* REQUIREMENT *
Gather every line below that contains the string "shirt".

* EXTRACTED INFORMATION *
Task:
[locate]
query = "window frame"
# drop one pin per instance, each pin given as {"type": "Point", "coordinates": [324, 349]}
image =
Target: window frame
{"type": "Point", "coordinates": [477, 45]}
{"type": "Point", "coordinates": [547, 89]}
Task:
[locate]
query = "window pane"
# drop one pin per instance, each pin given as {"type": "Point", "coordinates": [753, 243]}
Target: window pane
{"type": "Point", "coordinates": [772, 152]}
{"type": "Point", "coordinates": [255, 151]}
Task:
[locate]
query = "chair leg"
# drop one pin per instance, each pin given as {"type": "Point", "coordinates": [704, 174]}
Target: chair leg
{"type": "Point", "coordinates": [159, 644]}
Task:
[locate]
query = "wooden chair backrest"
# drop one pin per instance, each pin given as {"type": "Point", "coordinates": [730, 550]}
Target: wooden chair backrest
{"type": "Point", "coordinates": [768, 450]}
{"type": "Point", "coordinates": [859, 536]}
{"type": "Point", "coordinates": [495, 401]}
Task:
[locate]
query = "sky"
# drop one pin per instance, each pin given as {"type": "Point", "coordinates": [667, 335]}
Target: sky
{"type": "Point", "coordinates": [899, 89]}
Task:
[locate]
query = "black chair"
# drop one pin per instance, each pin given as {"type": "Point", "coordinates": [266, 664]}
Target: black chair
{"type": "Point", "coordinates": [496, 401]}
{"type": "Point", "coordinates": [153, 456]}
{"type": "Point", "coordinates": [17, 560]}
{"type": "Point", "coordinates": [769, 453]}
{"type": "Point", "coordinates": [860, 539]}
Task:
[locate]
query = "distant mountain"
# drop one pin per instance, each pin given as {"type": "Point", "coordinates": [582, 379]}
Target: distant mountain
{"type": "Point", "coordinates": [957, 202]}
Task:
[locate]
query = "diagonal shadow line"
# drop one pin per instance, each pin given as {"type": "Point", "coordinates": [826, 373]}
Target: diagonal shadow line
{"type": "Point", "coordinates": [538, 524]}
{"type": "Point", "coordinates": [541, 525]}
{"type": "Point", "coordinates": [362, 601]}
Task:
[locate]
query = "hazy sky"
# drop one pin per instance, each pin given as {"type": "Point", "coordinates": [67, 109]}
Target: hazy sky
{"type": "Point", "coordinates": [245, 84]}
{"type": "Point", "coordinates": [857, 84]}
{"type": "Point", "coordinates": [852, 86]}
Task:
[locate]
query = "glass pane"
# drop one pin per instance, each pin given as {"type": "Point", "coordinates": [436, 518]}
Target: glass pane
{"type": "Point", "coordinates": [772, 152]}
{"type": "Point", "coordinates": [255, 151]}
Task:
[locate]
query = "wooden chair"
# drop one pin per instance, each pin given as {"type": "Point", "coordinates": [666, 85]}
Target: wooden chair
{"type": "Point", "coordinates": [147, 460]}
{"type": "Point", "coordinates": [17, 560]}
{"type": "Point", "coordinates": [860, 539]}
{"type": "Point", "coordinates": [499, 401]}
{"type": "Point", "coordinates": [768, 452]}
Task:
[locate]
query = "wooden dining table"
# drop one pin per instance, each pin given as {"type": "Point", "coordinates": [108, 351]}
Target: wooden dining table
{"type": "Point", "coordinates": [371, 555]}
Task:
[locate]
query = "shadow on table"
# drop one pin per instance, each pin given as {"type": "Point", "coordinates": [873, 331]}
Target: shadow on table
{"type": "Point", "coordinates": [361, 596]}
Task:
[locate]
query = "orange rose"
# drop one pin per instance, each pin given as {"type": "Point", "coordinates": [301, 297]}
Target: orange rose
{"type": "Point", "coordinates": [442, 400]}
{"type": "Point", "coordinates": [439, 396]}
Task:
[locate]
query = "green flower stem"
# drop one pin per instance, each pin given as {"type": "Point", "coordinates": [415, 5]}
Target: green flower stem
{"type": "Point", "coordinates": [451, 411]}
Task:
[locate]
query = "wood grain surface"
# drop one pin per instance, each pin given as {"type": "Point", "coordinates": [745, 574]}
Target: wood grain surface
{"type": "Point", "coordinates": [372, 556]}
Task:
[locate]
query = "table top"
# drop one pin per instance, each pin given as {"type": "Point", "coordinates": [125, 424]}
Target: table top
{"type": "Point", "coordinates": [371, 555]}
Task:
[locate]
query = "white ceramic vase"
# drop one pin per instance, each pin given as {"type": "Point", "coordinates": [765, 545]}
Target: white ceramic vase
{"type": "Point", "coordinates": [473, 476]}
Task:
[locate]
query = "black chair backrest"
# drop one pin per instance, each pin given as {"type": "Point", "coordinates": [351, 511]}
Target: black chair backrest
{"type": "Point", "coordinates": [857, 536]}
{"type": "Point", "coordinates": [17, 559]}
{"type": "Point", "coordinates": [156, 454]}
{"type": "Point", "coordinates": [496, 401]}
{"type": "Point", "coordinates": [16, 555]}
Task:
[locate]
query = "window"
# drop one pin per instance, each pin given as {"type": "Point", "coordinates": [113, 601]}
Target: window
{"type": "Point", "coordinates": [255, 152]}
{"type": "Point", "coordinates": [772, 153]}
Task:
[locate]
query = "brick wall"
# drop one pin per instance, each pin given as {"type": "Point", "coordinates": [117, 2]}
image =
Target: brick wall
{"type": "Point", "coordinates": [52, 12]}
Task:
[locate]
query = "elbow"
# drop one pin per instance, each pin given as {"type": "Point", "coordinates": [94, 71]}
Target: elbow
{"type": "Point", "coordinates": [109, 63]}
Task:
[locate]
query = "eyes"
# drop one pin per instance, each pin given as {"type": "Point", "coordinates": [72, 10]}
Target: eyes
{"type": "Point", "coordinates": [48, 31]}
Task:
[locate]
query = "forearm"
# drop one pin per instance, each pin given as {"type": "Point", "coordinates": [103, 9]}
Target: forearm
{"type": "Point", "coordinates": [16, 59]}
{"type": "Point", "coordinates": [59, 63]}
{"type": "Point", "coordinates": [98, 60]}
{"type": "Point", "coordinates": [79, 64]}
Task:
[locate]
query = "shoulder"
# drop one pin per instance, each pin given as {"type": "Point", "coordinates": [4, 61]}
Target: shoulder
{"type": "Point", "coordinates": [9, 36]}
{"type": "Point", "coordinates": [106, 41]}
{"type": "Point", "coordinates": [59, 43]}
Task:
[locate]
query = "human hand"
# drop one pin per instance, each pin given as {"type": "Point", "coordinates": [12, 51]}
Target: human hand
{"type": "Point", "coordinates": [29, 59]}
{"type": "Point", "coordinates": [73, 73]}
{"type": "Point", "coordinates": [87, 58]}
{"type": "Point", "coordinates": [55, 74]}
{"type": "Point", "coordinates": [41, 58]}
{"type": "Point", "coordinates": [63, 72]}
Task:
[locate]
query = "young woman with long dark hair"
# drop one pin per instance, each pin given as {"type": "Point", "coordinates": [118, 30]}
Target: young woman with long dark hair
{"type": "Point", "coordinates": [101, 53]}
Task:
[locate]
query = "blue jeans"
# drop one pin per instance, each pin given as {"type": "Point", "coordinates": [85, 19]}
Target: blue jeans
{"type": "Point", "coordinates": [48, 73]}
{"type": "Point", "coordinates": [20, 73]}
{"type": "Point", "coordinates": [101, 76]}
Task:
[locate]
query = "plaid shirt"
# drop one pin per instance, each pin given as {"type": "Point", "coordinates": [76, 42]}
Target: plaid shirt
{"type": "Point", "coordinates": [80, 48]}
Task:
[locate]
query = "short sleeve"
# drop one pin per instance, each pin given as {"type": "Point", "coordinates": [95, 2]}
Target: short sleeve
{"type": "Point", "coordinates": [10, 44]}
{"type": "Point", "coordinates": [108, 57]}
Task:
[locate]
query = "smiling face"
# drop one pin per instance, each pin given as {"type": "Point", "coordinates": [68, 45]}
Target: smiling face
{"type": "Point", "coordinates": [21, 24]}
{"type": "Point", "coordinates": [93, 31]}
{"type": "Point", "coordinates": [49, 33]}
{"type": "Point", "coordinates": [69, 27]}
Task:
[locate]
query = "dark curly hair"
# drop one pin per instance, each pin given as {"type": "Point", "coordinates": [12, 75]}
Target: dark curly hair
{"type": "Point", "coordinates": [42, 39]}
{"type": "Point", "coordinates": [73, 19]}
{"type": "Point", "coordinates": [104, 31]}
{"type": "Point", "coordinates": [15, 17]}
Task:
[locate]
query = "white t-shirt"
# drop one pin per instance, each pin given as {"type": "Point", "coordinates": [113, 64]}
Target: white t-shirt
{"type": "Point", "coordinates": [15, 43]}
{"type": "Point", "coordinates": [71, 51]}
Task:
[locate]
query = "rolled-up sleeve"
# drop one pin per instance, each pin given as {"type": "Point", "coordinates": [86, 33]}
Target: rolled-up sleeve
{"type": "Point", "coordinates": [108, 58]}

* EXPECTED OUTPUT *
query = "plaid shirt"
Target: plaid shirt
query = "white t-shirt"
Target: white t-shirt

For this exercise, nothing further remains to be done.